* [Problem to solve]: Pick out every line in the listing below that contains the word "black", matching case, and copy each of those lines in full.

(Entries of extracted data)
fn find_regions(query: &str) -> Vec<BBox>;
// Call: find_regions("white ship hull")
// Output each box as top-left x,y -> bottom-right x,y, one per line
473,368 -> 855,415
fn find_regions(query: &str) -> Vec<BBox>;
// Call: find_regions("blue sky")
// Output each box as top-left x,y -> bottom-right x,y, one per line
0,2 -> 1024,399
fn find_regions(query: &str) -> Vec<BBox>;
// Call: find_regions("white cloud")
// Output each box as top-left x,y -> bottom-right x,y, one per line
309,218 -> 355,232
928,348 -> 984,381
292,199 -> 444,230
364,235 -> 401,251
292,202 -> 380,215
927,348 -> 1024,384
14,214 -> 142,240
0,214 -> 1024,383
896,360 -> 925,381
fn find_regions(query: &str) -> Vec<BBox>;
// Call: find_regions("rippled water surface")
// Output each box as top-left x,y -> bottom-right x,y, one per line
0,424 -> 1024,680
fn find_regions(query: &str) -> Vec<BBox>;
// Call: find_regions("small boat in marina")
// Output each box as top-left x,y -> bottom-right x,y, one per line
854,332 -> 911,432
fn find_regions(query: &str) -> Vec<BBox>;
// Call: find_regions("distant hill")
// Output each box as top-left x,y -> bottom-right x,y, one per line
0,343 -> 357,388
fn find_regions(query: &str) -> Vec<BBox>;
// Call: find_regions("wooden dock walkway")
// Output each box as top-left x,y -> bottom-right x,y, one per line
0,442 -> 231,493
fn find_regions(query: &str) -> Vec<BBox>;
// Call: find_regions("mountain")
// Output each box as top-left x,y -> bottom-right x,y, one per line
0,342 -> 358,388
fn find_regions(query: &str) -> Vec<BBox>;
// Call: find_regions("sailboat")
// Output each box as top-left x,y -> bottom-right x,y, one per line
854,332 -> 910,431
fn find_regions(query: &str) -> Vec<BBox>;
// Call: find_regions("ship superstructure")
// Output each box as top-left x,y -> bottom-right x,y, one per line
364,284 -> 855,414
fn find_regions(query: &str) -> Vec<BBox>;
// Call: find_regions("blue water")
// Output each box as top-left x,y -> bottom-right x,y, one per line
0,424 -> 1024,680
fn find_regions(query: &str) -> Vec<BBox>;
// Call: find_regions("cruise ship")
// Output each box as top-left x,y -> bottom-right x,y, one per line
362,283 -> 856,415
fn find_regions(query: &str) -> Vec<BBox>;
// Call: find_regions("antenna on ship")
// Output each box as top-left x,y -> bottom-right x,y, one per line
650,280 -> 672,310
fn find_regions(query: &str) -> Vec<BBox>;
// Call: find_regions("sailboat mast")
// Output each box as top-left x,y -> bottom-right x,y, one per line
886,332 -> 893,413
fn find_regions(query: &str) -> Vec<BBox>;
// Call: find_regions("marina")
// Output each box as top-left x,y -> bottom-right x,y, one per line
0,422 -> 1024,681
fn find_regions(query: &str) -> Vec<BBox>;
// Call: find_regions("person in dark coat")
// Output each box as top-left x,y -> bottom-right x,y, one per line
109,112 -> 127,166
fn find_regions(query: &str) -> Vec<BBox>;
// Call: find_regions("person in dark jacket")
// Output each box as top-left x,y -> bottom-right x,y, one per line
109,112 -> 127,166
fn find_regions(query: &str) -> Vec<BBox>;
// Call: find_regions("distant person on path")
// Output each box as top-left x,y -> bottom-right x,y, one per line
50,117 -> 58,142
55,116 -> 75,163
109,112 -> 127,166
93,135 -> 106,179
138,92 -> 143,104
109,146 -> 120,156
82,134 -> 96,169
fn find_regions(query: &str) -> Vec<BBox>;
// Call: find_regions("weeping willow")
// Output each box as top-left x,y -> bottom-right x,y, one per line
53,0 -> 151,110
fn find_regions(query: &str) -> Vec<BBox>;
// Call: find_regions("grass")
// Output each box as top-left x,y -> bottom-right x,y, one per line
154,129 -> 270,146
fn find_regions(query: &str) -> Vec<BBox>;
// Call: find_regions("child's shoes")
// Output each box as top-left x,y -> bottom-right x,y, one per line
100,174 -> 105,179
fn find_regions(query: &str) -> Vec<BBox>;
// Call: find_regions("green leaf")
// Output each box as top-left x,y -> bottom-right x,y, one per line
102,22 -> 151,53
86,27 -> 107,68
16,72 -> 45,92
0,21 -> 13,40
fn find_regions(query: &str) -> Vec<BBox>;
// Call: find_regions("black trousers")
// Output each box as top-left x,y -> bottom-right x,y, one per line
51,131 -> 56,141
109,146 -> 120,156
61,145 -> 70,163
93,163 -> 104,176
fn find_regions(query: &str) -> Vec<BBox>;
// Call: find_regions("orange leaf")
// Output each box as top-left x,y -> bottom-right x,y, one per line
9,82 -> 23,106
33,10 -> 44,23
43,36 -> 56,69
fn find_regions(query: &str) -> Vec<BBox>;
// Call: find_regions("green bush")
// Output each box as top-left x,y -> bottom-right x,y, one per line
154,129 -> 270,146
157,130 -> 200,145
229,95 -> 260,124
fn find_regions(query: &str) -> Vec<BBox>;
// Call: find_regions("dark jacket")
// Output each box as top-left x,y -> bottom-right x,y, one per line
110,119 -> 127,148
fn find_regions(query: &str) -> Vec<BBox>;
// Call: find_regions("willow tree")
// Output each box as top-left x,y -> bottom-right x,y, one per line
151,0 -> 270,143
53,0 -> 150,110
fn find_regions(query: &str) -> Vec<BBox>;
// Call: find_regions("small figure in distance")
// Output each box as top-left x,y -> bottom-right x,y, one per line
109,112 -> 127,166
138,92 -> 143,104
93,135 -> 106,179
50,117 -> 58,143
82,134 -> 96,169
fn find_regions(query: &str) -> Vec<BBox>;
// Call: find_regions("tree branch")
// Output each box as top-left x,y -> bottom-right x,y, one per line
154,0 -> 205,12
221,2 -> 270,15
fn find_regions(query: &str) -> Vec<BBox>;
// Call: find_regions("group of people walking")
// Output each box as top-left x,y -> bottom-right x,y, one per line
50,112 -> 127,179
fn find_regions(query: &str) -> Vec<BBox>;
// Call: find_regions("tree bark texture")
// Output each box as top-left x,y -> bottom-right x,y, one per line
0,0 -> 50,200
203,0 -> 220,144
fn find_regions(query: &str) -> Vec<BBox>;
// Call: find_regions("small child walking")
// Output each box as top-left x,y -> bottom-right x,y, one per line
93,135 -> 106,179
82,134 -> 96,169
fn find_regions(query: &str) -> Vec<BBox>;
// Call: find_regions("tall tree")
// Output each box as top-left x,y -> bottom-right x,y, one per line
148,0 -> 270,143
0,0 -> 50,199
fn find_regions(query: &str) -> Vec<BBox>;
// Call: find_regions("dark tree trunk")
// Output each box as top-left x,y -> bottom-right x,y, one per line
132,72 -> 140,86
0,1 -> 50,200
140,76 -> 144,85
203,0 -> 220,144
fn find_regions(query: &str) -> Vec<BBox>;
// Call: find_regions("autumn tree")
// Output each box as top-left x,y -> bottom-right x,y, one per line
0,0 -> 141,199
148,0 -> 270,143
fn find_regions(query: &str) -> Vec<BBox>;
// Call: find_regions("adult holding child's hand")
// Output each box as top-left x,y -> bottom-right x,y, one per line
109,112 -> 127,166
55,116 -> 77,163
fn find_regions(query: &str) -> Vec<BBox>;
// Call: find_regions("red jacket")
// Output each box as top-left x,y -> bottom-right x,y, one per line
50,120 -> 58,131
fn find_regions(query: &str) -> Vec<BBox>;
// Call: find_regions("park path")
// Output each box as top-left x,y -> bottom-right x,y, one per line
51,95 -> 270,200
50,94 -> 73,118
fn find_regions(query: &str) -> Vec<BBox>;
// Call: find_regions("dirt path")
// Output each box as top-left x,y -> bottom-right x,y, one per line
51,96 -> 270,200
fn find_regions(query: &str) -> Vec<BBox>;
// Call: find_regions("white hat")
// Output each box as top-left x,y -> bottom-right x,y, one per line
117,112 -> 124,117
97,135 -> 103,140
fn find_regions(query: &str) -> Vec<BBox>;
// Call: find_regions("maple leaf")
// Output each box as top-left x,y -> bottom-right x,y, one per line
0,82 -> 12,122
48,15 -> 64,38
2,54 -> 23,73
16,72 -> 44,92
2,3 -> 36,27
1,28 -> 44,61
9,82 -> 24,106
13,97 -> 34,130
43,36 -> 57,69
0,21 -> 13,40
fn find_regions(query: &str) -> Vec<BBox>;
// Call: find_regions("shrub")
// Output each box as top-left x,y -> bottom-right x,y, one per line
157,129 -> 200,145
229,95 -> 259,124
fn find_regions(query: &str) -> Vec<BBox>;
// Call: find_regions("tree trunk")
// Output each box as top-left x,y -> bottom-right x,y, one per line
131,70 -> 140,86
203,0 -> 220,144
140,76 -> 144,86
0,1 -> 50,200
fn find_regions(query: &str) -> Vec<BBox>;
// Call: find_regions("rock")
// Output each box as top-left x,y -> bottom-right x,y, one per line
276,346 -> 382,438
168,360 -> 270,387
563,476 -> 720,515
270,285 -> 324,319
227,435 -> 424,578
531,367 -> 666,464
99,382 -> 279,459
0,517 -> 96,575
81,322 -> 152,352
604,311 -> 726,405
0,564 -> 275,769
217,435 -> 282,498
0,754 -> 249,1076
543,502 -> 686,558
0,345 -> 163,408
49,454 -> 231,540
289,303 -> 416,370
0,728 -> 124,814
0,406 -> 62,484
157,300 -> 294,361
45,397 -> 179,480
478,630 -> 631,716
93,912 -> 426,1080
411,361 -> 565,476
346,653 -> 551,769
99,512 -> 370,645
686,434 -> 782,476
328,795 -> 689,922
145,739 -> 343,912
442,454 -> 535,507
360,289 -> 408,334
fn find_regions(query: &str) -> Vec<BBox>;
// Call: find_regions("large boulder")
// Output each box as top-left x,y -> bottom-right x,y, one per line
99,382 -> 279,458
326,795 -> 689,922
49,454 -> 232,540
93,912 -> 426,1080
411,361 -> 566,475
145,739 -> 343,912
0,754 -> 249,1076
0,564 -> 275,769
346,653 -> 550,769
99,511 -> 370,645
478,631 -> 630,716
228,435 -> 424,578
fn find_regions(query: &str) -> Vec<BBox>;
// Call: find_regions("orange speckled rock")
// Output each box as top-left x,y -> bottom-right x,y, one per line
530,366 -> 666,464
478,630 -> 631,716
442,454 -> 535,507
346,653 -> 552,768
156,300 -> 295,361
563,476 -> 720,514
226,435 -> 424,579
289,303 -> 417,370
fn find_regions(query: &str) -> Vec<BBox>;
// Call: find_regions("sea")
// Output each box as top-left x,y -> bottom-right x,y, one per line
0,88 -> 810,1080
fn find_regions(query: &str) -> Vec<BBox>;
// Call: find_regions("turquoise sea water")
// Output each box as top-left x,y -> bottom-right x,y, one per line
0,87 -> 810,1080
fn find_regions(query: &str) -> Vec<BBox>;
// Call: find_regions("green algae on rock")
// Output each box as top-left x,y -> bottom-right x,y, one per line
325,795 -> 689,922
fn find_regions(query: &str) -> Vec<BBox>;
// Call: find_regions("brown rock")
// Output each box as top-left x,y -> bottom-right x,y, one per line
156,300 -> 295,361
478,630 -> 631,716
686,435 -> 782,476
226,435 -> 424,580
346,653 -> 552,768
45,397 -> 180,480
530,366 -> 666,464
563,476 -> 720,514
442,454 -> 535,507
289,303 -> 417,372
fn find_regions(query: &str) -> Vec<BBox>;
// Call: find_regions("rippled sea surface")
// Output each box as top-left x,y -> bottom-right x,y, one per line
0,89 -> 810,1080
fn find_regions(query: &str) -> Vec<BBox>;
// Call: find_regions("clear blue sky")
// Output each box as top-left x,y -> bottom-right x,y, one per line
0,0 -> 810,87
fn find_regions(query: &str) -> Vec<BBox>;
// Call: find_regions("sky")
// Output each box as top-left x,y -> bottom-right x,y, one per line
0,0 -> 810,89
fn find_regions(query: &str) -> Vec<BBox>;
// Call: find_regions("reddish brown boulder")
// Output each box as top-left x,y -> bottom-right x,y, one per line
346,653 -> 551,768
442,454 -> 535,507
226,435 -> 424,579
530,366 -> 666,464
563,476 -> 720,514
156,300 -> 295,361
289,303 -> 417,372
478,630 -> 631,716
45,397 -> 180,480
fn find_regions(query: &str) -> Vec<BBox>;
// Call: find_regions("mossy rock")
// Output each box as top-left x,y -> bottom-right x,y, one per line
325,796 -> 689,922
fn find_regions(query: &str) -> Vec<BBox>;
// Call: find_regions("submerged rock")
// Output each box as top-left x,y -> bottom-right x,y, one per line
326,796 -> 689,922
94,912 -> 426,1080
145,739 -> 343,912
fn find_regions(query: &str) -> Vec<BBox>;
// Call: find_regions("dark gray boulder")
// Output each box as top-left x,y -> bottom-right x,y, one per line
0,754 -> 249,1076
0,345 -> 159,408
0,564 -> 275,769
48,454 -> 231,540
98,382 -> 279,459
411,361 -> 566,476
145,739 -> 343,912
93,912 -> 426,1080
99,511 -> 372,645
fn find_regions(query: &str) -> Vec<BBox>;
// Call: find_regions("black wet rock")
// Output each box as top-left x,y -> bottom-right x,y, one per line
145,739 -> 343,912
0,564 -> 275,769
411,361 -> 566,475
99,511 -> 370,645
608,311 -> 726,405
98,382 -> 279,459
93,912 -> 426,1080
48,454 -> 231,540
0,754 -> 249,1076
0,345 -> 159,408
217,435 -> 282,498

* [Solution to this problem]:
// Call: find_regions("black trousers")
// Call: find_regions("black wet rock")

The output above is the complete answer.